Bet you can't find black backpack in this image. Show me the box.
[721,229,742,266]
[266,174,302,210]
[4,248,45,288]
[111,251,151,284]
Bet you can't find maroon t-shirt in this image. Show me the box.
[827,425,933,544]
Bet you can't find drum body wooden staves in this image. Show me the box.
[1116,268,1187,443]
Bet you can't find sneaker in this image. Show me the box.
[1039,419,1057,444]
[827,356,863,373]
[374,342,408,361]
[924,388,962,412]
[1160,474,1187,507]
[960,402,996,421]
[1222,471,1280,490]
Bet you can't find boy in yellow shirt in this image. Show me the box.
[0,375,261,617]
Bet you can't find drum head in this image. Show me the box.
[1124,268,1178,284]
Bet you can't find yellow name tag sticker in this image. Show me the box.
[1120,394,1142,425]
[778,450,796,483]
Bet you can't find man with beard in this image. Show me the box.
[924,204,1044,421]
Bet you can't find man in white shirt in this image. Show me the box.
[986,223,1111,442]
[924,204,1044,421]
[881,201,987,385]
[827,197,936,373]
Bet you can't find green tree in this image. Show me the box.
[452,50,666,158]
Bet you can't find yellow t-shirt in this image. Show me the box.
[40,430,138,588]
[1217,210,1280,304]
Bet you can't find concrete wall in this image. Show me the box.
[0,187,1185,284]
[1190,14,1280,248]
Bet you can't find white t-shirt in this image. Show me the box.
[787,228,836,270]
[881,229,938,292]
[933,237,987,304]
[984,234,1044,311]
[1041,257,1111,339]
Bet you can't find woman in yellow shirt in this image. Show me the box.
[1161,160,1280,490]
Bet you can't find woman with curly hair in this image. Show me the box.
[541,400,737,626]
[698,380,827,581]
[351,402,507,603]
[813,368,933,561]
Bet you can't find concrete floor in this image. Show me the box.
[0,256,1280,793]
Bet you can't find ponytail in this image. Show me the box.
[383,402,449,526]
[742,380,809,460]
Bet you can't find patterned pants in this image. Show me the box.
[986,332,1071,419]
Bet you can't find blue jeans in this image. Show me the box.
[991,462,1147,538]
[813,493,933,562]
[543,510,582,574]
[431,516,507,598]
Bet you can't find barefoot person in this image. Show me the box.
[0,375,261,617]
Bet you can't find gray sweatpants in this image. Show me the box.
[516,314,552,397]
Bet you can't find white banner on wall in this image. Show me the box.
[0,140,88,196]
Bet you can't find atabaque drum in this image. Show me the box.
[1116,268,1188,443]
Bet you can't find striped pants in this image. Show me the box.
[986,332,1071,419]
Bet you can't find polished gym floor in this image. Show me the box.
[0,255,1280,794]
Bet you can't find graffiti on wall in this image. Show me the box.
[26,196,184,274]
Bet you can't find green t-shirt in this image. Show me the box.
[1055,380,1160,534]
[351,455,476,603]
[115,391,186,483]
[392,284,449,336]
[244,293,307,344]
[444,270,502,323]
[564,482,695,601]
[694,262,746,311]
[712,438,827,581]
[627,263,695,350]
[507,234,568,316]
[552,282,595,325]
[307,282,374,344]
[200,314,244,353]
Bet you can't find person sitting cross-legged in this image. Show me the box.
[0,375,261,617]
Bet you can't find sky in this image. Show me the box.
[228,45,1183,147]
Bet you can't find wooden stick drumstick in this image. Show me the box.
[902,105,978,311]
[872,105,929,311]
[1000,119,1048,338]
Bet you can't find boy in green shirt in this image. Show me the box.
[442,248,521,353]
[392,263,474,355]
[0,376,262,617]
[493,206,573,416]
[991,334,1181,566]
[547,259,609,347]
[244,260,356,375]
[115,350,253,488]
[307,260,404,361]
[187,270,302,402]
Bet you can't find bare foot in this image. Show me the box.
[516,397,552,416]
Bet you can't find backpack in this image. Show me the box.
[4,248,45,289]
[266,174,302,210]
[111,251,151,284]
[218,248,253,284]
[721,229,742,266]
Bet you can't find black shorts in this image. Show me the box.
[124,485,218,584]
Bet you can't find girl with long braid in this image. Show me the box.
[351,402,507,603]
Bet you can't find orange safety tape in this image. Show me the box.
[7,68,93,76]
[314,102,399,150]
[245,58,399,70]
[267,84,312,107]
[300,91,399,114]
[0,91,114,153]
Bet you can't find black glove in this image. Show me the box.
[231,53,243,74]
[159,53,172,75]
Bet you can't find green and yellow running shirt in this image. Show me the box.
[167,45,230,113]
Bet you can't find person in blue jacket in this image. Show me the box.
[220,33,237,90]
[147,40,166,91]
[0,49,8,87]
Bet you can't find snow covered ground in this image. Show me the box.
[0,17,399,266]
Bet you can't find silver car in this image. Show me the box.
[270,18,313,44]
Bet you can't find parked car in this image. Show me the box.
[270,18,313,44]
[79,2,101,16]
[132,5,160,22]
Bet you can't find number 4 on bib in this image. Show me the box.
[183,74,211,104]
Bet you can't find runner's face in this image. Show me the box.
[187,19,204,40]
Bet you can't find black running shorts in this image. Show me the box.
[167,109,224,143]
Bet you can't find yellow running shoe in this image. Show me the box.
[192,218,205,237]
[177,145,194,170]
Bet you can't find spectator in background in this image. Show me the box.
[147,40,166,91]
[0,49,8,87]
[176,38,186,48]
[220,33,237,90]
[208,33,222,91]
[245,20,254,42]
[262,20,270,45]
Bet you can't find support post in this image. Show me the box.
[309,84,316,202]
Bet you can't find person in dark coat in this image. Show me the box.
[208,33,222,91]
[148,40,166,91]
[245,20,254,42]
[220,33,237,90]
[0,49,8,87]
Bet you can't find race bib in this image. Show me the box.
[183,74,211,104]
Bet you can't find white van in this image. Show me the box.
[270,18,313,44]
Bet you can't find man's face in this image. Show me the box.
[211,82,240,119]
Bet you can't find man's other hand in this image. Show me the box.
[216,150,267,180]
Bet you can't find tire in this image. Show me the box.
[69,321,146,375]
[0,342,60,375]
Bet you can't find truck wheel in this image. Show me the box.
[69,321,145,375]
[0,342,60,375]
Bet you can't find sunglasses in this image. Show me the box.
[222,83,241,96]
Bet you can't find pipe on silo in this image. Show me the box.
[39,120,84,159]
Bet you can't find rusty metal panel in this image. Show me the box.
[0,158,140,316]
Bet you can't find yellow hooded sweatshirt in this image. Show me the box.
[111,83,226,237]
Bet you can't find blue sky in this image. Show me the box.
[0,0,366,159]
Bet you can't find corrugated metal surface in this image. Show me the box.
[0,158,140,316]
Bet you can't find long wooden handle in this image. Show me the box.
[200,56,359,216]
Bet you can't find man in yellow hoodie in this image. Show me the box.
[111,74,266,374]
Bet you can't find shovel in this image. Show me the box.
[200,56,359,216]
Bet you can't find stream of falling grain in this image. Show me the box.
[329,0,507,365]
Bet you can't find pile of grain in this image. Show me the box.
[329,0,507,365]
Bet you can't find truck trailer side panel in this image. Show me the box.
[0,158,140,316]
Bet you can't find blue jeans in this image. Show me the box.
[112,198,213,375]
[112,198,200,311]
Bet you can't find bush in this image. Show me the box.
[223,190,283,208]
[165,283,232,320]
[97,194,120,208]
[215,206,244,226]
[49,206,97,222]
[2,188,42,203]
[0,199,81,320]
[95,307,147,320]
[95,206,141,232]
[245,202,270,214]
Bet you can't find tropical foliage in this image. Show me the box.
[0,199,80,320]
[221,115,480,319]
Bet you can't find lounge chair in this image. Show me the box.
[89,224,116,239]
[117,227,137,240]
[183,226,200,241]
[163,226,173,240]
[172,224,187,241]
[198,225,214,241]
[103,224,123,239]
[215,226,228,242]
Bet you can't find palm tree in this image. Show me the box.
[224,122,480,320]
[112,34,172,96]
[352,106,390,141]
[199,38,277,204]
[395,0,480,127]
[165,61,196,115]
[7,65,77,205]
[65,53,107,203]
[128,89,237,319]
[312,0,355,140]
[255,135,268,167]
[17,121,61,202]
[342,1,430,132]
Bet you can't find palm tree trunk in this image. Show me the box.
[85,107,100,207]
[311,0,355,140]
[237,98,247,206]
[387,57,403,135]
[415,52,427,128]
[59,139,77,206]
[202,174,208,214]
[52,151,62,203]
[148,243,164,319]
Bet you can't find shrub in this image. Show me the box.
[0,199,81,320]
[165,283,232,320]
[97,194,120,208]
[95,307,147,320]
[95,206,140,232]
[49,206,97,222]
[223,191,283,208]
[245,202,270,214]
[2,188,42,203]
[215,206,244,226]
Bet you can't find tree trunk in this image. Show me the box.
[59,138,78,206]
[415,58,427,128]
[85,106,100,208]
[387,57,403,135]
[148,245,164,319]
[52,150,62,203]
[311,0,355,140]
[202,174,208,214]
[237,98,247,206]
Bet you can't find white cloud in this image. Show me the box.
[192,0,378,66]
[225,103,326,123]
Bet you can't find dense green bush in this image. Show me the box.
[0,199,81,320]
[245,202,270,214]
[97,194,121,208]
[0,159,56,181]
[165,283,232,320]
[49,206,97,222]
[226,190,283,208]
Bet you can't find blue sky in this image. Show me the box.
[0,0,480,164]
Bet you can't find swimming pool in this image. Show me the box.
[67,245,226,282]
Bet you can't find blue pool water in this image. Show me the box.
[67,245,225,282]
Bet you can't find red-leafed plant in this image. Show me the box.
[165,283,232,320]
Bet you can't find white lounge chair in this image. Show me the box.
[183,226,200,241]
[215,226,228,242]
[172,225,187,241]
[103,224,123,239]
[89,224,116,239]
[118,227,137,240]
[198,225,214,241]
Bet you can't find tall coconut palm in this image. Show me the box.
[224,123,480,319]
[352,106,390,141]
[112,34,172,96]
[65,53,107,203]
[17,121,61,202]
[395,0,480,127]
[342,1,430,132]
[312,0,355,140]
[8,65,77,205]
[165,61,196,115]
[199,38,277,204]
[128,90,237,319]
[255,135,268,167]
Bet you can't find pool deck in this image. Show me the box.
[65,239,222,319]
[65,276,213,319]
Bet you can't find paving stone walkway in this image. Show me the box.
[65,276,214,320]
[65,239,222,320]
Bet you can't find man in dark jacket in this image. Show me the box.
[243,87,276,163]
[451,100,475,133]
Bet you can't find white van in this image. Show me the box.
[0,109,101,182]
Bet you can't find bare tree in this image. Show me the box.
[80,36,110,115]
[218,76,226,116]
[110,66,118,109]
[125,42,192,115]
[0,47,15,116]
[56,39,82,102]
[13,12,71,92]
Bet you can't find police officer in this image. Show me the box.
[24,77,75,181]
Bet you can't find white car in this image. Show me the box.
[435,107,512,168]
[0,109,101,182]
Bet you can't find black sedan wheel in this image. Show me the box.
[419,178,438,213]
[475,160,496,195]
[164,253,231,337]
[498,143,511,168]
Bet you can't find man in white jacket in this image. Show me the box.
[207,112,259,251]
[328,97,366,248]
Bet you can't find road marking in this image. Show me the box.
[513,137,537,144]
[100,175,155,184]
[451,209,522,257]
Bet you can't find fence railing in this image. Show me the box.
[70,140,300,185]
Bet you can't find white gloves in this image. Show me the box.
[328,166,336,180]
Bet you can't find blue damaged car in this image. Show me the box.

§ Short task
Report each line of the entries above that contains the word "green", reproducing every such line in full.

§ Task result
Bet you can't find green tree in this image. Show me the box.
Bet you can't find green t-shirt in this image. Show me the box.
Bet you can't find boy in green shirt in this image. Show me the box.
Bet you can't find green and yellow running shirt in this image. Show me the box.
Bet you can't find dense green bush in this image. Show me the box.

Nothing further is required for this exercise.